** Your objective **
Return every line in the text below that contains the string "cracked".

--- start Record list ---

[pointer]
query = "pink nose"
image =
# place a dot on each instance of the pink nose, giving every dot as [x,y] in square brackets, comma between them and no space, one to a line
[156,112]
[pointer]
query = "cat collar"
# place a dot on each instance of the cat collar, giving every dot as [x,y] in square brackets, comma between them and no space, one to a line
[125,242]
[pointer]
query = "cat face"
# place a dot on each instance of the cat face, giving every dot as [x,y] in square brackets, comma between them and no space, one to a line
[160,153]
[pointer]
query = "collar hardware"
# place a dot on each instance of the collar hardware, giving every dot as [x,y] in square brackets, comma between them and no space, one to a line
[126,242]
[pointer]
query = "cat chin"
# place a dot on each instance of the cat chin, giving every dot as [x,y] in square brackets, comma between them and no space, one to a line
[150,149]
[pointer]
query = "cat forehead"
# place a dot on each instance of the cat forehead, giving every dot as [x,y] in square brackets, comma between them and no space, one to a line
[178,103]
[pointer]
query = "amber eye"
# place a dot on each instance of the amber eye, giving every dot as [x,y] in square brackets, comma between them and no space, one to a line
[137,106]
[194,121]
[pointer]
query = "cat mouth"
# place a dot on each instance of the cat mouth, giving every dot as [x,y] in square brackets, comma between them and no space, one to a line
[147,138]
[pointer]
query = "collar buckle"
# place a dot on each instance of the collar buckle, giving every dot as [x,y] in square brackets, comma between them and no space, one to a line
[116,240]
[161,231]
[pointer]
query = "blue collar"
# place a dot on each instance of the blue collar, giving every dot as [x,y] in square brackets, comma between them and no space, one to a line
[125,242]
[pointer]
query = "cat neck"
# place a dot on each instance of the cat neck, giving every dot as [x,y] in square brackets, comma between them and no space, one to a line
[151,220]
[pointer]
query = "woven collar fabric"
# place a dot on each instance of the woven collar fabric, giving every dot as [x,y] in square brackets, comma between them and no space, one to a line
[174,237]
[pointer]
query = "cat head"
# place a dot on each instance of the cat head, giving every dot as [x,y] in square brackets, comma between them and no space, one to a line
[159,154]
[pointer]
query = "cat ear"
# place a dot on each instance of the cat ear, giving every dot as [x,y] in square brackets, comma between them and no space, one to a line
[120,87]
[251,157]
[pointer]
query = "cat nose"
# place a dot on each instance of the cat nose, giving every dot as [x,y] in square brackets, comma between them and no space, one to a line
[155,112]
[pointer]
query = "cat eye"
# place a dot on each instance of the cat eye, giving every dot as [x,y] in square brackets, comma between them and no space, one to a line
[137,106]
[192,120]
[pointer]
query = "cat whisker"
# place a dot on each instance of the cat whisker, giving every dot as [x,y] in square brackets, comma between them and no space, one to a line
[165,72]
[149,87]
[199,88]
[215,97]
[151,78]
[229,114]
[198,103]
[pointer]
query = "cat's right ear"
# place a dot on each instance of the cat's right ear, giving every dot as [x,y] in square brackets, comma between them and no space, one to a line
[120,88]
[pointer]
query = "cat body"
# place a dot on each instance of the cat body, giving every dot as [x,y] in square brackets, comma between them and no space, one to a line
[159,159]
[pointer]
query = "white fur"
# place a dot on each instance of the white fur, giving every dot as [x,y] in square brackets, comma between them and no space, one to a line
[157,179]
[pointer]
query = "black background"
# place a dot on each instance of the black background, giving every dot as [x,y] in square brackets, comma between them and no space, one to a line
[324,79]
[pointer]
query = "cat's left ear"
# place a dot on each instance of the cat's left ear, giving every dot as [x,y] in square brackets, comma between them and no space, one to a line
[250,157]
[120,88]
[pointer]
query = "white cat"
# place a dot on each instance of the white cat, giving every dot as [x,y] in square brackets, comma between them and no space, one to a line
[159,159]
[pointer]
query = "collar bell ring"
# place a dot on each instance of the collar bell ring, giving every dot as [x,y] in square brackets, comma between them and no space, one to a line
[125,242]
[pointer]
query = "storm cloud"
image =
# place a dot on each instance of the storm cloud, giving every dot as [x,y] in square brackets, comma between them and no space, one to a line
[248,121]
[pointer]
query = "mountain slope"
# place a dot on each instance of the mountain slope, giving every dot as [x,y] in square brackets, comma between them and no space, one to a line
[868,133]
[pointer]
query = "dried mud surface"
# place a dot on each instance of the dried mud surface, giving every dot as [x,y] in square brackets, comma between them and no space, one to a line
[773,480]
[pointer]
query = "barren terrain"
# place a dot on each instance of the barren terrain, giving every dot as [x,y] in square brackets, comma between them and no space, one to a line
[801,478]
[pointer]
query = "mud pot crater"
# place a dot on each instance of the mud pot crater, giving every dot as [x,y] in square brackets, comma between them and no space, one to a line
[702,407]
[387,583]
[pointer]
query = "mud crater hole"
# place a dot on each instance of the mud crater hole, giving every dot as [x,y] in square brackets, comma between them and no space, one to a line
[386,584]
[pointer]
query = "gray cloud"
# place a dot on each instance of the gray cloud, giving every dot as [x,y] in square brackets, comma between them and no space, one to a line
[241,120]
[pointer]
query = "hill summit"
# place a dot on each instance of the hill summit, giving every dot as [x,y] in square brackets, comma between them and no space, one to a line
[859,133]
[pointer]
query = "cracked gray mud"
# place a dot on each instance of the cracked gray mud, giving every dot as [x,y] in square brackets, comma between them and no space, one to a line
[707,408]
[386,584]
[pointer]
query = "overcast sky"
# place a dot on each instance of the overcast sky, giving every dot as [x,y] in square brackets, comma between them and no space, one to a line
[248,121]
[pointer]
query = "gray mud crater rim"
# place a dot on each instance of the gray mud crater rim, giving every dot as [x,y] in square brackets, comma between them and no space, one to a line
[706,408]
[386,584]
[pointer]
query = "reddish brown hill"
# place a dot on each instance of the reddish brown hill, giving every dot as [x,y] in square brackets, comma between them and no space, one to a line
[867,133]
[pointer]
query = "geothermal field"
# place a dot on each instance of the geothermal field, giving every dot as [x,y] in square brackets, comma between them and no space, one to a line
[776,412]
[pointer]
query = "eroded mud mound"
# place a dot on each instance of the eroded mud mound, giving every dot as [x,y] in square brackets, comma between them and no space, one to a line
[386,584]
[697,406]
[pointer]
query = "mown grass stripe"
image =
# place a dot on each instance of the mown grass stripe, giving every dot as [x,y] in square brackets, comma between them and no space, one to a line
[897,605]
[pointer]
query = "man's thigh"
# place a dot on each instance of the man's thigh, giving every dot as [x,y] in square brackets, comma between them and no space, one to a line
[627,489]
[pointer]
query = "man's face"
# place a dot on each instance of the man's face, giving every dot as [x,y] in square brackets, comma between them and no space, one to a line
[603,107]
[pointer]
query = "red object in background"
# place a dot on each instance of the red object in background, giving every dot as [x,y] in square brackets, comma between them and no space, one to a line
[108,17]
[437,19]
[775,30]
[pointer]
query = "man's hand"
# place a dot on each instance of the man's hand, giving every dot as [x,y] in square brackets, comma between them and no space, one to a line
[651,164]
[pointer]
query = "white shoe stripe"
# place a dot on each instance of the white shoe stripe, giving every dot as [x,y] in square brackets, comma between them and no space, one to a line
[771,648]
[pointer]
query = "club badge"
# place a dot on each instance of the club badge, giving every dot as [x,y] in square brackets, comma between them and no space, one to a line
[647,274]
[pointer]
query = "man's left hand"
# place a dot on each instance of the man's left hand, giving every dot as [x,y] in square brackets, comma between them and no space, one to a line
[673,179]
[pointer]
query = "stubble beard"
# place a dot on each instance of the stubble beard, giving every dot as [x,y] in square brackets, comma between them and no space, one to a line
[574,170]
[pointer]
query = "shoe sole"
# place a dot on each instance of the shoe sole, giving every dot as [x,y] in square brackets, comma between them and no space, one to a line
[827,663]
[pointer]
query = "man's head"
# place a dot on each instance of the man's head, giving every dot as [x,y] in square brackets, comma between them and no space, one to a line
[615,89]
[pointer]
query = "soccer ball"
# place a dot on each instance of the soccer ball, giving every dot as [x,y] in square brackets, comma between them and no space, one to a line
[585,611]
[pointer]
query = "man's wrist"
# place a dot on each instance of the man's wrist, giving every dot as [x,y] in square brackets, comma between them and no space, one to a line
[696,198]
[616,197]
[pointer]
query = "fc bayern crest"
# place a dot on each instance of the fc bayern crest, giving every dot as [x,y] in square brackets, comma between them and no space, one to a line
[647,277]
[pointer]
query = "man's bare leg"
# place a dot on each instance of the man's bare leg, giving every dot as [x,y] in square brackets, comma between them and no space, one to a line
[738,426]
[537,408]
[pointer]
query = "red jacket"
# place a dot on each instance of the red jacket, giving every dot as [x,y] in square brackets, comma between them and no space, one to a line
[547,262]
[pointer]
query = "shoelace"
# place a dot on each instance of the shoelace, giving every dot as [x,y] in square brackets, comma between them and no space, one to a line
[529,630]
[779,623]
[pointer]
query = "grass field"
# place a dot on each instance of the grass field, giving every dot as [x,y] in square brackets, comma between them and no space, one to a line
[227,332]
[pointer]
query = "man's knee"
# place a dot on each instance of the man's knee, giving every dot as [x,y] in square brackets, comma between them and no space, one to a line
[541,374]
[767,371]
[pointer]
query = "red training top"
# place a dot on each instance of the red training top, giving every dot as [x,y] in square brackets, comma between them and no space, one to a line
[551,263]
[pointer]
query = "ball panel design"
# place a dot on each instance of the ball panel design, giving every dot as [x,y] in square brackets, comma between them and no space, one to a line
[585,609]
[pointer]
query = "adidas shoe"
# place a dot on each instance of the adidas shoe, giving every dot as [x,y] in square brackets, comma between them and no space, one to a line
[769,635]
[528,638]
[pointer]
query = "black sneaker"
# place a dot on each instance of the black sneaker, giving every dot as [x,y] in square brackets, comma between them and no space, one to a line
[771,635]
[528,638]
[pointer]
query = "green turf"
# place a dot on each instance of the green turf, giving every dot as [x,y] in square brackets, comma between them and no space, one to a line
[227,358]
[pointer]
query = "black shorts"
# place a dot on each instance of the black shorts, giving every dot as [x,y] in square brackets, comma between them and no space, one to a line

--- end Record list ---

** Task solution **
query = "cracked gray mud"
# place a dot on each instance of the cracked gray mud, giving every dot as [x,y] in square brackets, comma between them and no space, one to a line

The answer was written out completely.